→ Article:
··········

I don't want to LOOK like a woman, I just want to DRESS like a woman!

Posted

Hot DAMN! I've graduated to the 4 inch sandal! What a happy day! :D

I don't want to LOOK like a woman, I just want to DRESS like a woman!

Posted

Re. Being labeled "gay" for wearing heels.

I sometimes have wondered if some of those people casting dispersions about how other people dress (men in heels) has instances more to do with denial. It is to say they think it is cool but are afraid that someone else (a peer perhaps) will not, so they overcompensate by vocally disapproving of the fact, to cover "and remove all doubt", that they are "true men" and would never want to do it too.

It is easy for a weak mind to put a label to another's choices - without knowing anything about a person.

Just a theory.

Very insightful! As a counselor, I would definately agree. I see this in some husband-wife relationships, when they go way overboard in the other direction on an issue simply because they believe their spouse will disapprove of them where they really stand on the issue. The solution requires training both of them, one to be more accepting, and the other to be more open and honest. It's generally a pattern of disapproval leading to dishonesty about one's opinion, followed by mistrust on the part of the disapprover who sees through it (usually the woman), followed by more dishonesty, etc.

··········

→ Record list:
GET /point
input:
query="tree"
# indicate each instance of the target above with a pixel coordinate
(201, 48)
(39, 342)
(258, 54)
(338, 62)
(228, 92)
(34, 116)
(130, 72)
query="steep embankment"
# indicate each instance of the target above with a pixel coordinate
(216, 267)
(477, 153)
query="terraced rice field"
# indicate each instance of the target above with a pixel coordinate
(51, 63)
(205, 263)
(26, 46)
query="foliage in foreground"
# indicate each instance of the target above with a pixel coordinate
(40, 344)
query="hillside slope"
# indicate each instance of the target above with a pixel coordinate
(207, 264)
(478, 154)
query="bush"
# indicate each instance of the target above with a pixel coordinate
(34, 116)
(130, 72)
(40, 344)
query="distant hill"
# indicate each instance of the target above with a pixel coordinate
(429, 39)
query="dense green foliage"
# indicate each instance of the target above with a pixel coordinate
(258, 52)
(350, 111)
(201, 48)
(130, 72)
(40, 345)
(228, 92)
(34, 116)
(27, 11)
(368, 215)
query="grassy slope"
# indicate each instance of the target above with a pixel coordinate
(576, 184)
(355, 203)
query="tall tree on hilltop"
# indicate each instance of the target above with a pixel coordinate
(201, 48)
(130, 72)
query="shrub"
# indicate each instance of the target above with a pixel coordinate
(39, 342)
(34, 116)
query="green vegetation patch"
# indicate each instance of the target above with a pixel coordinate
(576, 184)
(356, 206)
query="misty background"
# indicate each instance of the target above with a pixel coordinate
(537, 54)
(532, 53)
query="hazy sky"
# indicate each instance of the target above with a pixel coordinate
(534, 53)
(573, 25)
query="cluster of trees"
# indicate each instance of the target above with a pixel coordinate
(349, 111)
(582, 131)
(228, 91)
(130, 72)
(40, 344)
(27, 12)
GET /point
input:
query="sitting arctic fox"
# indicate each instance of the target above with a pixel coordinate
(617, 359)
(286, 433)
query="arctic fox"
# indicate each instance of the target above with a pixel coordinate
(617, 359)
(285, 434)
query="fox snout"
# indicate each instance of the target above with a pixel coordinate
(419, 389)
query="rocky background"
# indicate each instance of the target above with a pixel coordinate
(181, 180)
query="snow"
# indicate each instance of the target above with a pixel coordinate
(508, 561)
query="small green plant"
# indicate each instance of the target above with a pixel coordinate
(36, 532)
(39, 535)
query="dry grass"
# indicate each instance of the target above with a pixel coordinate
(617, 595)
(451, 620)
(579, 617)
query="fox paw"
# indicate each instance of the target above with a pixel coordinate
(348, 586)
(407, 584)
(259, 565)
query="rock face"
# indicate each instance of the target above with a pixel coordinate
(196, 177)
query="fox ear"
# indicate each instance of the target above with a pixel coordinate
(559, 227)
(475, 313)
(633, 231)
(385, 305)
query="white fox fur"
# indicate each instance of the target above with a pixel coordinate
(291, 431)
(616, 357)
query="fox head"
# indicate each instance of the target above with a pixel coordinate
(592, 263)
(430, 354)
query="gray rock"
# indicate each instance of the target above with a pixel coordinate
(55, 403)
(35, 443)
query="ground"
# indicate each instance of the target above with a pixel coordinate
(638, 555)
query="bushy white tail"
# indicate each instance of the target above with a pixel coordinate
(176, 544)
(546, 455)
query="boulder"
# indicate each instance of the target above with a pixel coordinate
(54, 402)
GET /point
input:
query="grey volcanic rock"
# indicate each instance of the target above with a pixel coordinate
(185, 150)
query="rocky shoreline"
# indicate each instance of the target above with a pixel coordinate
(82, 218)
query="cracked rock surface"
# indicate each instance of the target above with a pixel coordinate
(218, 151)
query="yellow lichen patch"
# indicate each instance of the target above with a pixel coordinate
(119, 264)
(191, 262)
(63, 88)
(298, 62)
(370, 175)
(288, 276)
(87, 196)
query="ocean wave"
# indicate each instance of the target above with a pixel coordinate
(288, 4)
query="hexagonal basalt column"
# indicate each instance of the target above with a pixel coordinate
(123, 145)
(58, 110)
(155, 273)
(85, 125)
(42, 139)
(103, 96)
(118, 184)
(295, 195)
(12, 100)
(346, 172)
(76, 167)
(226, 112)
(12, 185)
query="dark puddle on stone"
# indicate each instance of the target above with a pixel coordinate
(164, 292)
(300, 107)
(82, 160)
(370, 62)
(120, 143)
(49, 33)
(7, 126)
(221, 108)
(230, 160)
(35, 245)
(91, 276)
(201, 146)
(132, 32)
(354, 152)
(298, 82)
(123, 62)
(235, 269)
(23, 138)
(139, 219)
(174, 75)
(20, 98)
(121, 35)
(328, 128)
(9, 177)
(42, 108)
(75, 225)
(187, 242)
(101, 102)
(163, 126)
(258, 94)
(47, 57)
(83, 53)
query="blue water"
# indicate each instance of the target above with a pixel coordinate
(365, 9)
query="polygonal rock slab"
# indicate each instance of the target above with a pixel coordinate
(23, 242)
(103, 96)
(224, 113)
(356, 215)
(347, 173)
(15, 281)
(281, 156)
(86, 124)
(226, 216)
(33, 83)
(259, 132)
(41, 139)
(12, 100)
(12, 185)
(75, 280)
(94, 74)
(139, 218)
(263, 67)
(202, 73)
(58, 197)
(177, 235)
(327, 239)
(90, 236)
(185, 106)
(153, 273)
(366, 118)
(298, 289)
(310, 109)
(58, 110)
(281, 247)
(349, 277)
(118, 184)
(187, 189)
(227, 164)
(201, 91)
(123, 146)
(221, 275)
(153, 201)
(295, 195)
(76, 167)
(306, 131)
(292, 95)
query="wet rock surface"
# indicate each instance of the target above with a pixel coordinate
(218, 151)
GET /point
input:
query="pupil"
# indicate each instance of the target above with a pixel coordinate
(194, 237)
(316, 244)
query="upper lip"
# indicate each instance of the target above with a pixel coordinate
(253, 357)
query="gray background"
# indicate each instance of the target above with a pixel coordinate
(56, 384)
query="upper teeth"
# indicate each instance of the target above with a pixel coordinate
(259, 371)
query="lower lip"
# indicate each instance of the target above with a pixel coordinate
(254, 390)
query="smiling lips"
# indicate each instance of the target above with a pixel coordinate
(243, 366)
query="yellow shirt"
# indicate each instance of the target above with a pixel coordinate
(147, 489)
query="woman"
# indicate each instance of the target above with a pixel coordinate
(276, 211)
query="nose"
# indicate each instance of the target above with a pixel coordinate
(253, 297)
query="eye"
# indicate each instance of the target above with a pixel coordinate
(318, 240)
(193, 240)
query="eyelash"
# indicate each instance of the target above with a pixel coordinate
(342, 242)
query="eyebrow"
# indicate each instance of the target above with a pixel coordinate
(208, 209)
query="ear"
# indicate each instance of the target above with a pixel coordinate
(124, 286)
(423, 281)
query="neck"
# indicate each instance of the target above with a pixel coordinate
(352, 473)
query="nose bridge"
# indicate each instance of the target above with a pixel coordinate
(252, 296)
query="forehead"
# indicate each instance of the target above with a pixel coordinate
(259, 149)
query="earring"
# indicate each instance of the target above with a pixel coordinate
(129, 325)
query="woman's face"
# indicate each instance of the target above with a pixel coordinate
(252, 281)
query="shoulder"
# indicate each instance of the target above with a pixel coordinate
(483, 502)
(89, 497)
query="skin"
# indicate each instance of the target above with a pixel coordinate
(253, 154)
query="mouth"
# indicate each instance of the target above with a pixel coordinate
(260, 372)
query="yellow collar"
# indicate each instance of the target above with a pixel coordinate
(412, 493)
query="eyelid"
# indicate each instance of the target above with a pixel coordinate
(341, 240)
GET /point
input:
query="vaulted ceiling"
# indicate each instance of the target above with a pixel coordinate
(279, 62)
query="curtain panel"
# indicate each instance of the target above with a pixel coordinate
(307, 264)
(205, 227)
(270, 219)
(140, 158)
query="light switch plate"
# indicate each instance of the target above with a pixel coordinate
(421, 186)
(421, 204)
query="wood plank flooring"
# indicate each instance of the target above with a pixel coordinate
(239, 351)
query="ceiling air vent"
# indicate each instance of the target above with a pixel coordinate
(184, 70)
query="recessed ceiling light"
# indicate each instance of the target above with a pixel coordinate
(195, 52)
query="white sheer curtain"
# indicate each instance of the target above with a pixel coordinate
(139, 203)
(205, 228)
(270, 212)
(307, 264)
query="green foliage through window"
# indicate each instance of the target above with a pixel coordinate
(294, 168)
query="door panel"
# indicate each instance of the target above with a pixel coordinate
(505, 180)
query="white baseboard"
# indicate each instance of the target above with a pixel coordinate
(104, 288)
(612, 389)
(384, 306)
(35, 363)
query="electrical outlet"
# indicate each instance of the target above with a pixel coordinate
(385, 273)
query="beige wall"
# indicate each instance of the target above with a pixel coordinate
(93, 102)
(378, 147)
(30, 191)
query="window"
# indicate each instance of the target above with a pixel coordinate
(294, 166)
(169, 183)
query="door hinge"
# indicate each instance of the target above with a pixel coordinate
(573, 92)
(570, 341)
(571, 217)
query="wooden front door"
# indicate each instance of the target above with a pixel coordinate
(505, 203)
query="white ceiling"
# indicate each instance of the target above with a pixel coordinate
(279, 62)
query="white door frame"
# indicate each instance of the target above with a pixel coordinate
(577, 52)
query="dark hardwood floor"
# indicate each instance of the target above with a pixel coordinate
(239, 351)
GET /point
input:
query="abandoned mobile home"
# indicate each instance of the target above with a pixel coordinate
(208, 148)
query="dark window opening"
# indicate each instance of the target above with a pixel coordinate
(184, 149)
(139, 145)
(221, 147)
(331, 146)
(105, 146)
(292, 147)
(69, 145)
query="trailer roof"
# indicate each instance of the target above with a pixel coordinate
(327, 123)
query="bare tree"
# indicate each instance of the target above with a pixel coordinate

··········

→ Stated exercise 1: Revise the forum thread about men in heels by giving it again between "Re. Being labeled" and "to do it too.", inclusive, with "denial" changed to "insecurity".
→ Stated exercise 2: In the forum thread about men in heels, which shoe does one poster celebrate having graduated to?
→ Stated exercise 3: Resume the forum thread about men in heels, picking up after its last sentence.

→ Output 1:
Re. Being labeled "gay" for wearing heels.

I sometimes have wondered if some of those people casting dispersions about how other people dress (men in heels) has instances more to do with insecurity. It is to say they think it is cool but are afraid that someone else (a peer perhaps) will not, so they overcompensate by vocally disapproving of the fact, to cover "and remove all doubt", that they are "true men" and would never want to do it too.

→ Output 2: The 4 inch sandal.

→ Output 3:
Not a healthy relationship, either in a marriage or any other relationship, including a chance meeting of total strangers.

Posted

We have many vendors and sales reps who frequent our business and some of them have the exagerated female mannerisms and theres no doubt that they are gay. I cant recall anyone commenting on any of them.

"No doubt?" Just as in there's "no doubt men who wear heels are gay?"

I know several happy, healthy, married heterosexuals who have "exaggerated female mannerisms" which include the hand gestures, inverted hand on the hip, a thin high voice and the proverbial "gay" lisp.

I also know several people who attend our church regularly who're most certainly not Christians - by their own admission (and actions). I even know a "black" man who's actually 3/4 Caucasion. His Mom is half-black, his Dad is pure Scottish! His biggest pet peeve is when people correct various applications and reports that require him to list his race. He always puts "caucasion," and the clerks keep changing it! I know a lady who's 3/4 Indian (her parents were born in India). She was born and raised in the U.S. and doesn't look Indian at all (and certainly doesn't sound like it).

You really can't label anyone as anything based on outward appearances alone, including race. The old expression, "you can't judge a book by it's cover," holds true for mannerisms, skin color, and choice of clothing style, including heels.